Collected data
· · · · ·

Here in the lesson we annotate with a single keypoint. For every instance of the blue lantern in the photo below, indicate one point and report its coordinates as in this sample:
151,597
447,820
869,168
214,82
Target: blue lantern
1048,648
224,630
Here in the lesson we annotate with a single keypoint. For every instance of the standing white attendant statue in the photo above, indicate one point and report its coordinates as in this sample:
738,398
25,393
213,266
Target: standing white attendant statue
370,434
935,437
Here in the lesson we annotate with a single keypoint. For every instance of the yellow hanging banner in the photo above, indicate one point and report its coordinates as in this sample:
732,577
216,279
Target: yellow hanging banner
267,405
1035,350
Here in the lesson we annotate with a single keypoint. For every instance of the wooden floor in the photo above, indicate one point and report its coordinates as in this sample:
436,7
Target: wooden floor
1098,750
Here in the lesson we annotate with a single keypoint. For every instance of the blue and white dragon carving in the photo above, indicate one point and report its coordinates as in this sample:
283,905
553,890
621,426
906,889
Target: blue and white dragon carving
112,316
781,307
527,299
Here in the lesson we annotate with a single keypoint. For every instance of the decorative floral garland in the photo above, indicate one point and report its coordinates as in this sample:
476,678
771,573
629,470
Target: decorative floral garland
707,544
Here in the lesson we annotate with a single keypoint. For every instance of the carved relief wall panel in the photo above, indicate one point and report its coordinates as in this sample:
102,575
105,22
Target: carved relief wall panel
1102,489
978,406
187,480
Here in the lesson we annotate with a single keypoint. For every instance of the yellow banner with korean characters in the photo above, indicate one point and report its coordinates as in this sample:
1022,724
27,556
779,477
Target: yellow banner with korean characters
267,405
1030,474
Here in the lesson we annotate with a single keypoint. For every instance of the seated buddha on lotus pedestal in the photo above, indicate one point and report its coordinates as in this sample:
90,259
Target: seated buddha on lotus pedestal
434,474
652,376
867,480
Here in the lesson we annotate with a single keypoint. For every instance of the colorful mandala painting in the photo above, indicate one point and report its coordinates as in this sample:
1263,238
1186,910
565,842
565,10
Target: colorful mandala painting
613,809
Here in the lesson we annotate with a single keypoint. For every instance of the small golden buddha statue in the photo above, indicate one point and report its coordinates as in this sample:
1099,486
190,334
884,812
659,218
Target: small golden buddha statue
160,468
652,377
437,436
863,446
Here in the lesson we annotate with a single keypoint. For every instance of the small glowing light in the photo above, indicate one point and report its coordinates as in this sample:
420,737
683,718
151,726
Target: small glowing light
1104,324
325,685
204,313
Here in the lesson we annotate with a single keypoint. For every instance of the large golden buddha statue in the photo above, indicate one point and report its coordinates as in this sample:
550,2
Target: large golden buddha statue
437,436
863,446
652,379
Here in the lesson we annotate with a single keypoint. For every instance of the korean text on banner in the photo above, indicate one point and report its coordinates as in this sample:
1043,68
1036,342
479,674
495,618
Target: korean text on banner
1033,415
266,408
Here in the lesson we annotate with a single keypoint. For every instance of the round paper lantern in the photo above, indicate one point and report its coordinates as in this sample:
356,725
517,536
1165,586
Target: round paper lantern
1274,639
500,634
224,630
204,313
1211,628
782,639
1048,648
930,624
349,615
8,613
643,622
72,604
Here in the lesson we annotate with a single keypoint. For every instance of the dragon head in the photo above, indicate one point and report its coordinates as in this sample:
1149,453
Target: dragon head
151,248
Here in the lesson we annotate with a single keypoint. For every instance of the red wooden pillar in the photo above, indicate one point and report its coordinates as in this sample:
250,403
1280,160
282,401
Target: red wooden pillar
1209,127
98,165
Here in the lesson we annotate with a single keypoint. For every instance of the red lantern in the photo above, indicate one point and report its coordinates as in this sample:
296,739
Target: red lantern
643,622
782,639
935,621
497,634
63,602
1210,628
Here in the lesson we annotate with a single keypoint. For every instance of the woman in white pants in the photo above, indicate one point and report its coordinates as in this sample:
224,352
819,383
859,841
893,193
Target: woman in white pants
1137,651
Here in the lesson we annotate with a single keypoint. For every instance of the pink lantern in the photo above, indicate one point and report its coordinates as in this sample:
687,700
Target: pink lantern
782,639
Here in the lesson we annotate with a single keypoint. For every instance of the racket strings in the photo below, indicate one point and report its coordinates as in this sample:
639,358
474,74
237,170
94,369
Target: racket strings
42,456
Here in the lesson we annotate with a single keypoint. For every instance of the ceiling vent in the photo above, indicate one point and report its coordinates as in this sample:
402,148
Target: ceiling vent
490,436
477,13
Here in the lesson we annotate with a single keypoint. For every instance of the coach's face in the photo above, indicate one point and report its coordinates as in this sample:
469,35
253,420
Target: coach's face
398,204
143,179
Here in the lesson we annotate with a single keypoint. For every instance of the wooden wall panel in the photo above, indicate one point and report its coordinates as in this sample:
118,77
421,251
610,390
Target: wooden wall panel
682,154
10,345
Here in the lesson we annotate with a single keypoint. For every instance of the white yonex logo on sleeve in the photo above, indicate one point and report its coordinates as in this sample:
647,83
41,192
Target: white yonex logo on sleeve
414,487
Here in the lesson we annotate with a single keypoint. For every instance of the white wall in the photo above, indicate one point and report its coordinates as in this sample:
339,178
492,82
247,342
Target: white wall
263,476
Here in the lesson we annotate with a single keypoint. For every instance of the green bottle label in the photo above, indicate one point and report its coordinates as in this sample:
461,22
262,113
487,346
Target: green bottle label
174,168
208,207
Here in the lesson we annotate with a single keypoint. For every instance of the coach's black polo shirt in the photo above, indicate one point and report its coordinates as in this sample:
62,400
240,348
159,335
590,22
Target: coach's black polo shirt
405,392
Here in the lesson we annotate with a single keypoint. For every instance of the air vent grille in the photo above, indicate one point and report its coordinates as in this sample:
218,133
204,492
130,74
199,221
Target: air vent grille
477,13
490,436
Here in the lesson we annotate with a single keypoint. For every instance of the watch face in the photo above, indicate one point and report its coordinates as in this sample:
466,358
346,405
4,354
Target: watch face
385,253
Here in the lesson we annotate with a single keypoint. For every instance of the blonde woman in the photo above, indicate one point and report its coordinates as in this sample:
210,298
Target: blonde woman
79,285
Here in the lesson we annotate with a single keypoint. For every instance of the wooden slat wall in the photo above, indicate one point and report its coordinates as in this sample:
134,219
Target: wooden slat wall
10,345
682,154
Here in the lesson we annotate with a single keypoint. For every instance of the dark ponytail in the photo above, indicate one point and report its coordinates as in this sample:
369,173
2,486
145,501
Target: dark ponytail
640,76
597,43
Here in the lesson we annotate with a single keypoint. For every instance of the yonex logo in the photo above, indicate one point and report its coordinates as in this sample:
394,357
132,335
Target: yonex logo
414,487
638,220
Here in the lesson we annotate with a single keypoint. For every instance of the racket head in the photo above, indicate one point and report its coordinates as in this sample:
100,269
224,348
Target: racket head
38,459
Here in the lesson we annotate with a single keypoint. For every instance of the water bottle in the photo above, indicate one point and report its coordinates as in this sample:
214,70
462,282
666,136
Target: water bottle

· · · · ·

▸ Objective
Extract, word for word, each line of the listing above.

▸ Answer to this exercise
Here in the lesson we annotate with a single keypoint. For every instance of the blue lantern in the photo below, indicate one point and report its coordinates as in this sample:
151,597
447,820
869,168
214,82
Target: blue lantern
1048,648
224,630
Here in the lesson we annotate with a single keypoint. For every instance of the standing white attendant statue in the photo above, indicate one point and report its coordinates as in this sample:
738,398
25,393
213,266
Target: standing white attendant statue
370,434
935,437
Here in the lesson we annotate with a single keypoint. For every instance of the yellow hanging banner in the photo above, indicate one point and report its coordinates as in this sample:
732,577
216,279
Target: yellow hanging banner
267,405
1035,350
Here in the lesson we annotate with a single keypoint. For every instance of the wooden floor in the photo above, indicate one point and report its coordinates as in this sample:
436,7
Target: wooden floor
1098,750
Here in the lesson we annotate with a single keypoint. For every instance of the blue and white dragon carving in the photo above, indicate one point and report its coordinates as in this sample:
283,905
553,890
621,426
906,889
Target: blue and white dragon carving
112,316
781,307
527,299
Here in the lesson we annotate with a single keypoint. For every instance of the decorative floral garland in the photo above, indicate one point and report its coordinates as in this sample:
476,678
771,573
629,470
Target: decorative floral garland
707,544
Here in the lesson we annotate with a single keypoint. For every instance of the carved relief wall panel in the photo above, indicate one point and report its coordinates as in this sample:
102,575
105,22
Target: carved relief wall panel
1102,489
978,406
187,480
Here in the lesson we annotate with a single keypoint. For every instance of the yellow banner with korean characters in the photo above, indicate one point and report its coordinates as in this sample:
1022,724
27,556
779,477
Target: yellow banner with korean characters
267,405
1030,474
Here in the lesson we annotate with a single keypoint. For every instance of the seated buddha on lotus pedestal in the photo above, indicate one point and report its coordinates as in this sample:
90,259
Target: seated buddha on lotus pedestal
434,474
652,376
867,480
Here in the lesson we annotate with a single keypoint. For every instance of the colorful mandala painting in the photo above, indicate one point and report its coordinates as in this sample:
1263,238
1186,910
565,842
565,10
Target: colorful mandala painting
613,809
Here in the lesson we annotate with a single keypoint. For every instance of the small golden buddha statue in the photo above, indicate one point and report its coordinates as in this sample:
1099,486
190,334
884,812
659,218
Target: small golden buddha statue
160,468
652,377
437,436
863,446
Here in the lesson we annotate with a single keypoint. For every instance of the small glowing light in the photo above, indicate one point and report its coordinates as in this sample:
420,737
683,718
151,726
Target: small glowing light
1104,324
325,685
204,313
Here in the lesson we annotate with a single keypoint. For every instance of the large golden buddha statue in the photo above, indicate one point and report its coordinates as in this sample:
550,2
Target: large golden buddha statue
437,436
863,446
652,379
Here in the lesson we annotate with a single keypoint. For every instance of the korean text on banner in the photo above, indicate one point and report its coordinates as in this sample:
1043,68
1036,342
479,674
495,618
Target: korean text on banner
1033,415
266,408
Here in the lesson we annotate with a single keypoint. For every instance of the round paper lantern in the photo above, indicate one point and report its coordinates as in this sample:
356,725
517,536
1165,586
Target: round paper lantern
1274,639
500,634
224,630
204,313
1211,628
782,639
1048,648
930,624
349,615
8,613
643,622
72,604
Here in the lesson we annotate with a single keypoint. For every instance of the dragon head in the photo above, indicate one point and report its coordinates as in this sample:
1149,453
Target: dragon head
151,248
Here in the lesson we annotate with a single keypoint. For every instance of the red wooden pillar in the photo above, indicate one point and report its coordinates as in this sample:
250,403
1280,160
282,401
Target: red wooden pillar
1209,127
98,165
Here in the lesson we annotate with a single keypoint. For every instance of the red lantern in the photo above, indicate one point and report its coordinates as in this sample:
296,739
Target: red lantern
643,622
782,639
935,621
497,634
63,602
1210,628
Here in the lesson we annotate with a single keypoint. For every instance of the woman in white pants in the photo above, indicate one point and report its coordinates as in this sample:
224,352
819,383
859,841
893,193
Target: woman in white pants
1137,651
Here in the lesson we annotate with a single keypoint. For every instance of the pink lantern in the photo above, indicate one point and report its coordinates as in this sample:
687,700
Target: pink lantern
782,639
Here in the lesson we annotate with a single keypoint. For every instance of the racket strings in the photo below, indicate one point and report its coordinates as in this sample:
639,358
474,74
237,170
94,369
Target: racket strings
42,456
Here in the lesson we annotate with a single keypoint. For every instance of the ceiling vent in the photo above, indicate one point and report its coordinates as in this sample:
402,148
Target: ceiling vent
490,436
477,13
Here in the lesson we annotate with a single keypoint. For every instance of the coach's face in the photo above, indicate one point and report its coordinates as in this sample:
469,35
253,420
Target: coach's face
398,204
143,179
Here in the lesson we annotate with a single keypoint. For every instance of the wooden wall panel in the photo above, indicate one point and report its coordinates as in this sample:
118,77
421,251
610,390
Target: wooden wall panel
682,154
10,345
Here in the lesson we annotate with a single keypoint. For every instance of the white yonex logo on sleeve in the photo above, indicate one point and report its coordinates as in this sample:
647,83
41,192
Target: white yonex logo on sleeve
414,487
Here in the lesson we annotate with a single keypoint. For every instance of the white wall in the photo above, indicate one point and report its coordinates as in this sample:
339,178
492,82
247,342
Target: white wall
263,476
Here in the lesson we annotate with a single keypoint. For every instance of the green bottle label in the photo above, indicate one point and report its coordinates as in this sample:
461,22
262,113
487,346
Target: green bottle label
174,168
208,207
Here in the lesson we annotate with a single keypoint. For every instance of the coach's black polo shirt in the photo above, indicate one point and report its coordinates as in this sample:
62,400
240,348
159,335
590,22
Target: coach's black polo shirt
405,392
Here in the lesson we annotate with a single keypoint. For every instance of the air vent grille in the photo above, indicate one point and report its coordinates as in this sample:
218,133
204,492
130,74
199,221
Target: air vent grille
477,13
490,436
Here in the lesson we annotate with a single keypoint. For every instance of the watch face in the photo above, indicate one point and report its coordinates as in this sample:
466,358
346,405
4,354
Target: watch face
385,253
Here in the lesson we annotate with a single keypoint. For every instance of the blonde woman in the photo above, indicate one point and report its coordinates as in this sample:
210,298
Target: blonde woman
79,285
Here in the lesson we annotate with a single keypoint. For every instance of the wooden slat wall in the photo above, indicate one point and report its coordinates as in this sample:
134,219
Target: wooden slat wall
10,345
682,154
Here in the lesson we annotate with a single keypoint. For every instance of the dark ponytail in the photo above, indicate one point and report its coordinates as in this sample:
369,173
2,486
145,501
Target: dark ponytail
640,76
597,43
Here in the lesson we annotate with a single keypoint. For every instance of the yonex logo in the photo above, indicate one point and report its coordinates as in this sample:
394,357
132,335
Target: yonex logo
414,487
638,220
Here in the lesson we annotate with a single keypoint. For every instance of the racket head in the photo above, indicate one point and report its coordinates as in this sample:
100,269
224,348
Target: racket head
38,459
Here in the lesson we annotate with a single keypoint. For every instance of the water bottle in the photo above, indicate one point and report its coordinates as in this sample:
214,70
462,282
666,136
Target: water bottle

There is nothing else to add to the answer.